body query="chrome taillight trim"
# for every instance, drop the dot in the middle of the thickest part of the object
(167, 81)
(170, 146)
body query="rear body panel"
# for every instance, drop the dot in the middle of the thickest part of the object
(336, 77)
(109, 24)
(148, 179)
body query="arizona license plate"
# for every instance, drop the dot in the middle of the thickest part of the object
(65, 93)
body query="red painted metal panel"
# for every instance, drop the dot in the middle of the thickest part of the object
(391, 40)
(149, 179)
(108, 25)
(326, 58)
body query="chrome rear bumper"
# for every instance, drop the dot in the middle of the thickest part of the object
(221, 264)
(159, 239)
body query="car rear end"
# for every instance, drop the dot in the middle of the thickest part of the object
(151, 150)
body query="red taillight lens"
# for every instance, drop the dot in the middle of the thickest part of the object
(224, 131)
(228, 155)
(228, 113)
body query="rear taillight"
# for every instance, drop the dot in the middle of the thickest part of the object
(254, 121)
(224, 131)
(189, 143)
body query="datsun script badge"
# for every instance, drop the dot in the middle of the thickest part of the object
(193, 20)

**Written problem:** Every entry needs to be retyped exactly.

**Problem solution:**
body query="chrome taillight trim"
# for every instance, drop the dot in the middle of the thickest part of the object
(167, 81)
(170, 146)
body query="rear body panel"
# for every instance, drop the dot in the middle of the thickest part of the object
(336, 77)
(109, 24)
(148, 179)
body query="arizona license plate"
# for every instance, drop the dot in the middle of the thickest part of the object
(65, 93)
body query="red painted metal panel"
# for every instance, drop the dot in the middle of the thickest part of the object
(391, 40)
(149, 179)
(108, 25)
(326, 58)
body query="chrome rear bumper"
# for every instance, drop the dot in the middle of the thickest part of the object
(221, 264)
(159, 239)
body query="car rear end"
# for every instance, drop the dot in the middle of the thickest part of the object
(151, 150)
body query="red taillight lens"
# for every instance, drop the dot in the middle of the thickest part of the object
(224, 131)
(228, 155)
(228, 113)
body query="rear taillight"
# for every instance, drop the dot in the middle of the thickest part of the object
(254, 121)
(224, 131)
(189, 143)
body query="datsun script badge"
# for every instance, drop the dot in the middle of the thickest part of the object
(193, 20)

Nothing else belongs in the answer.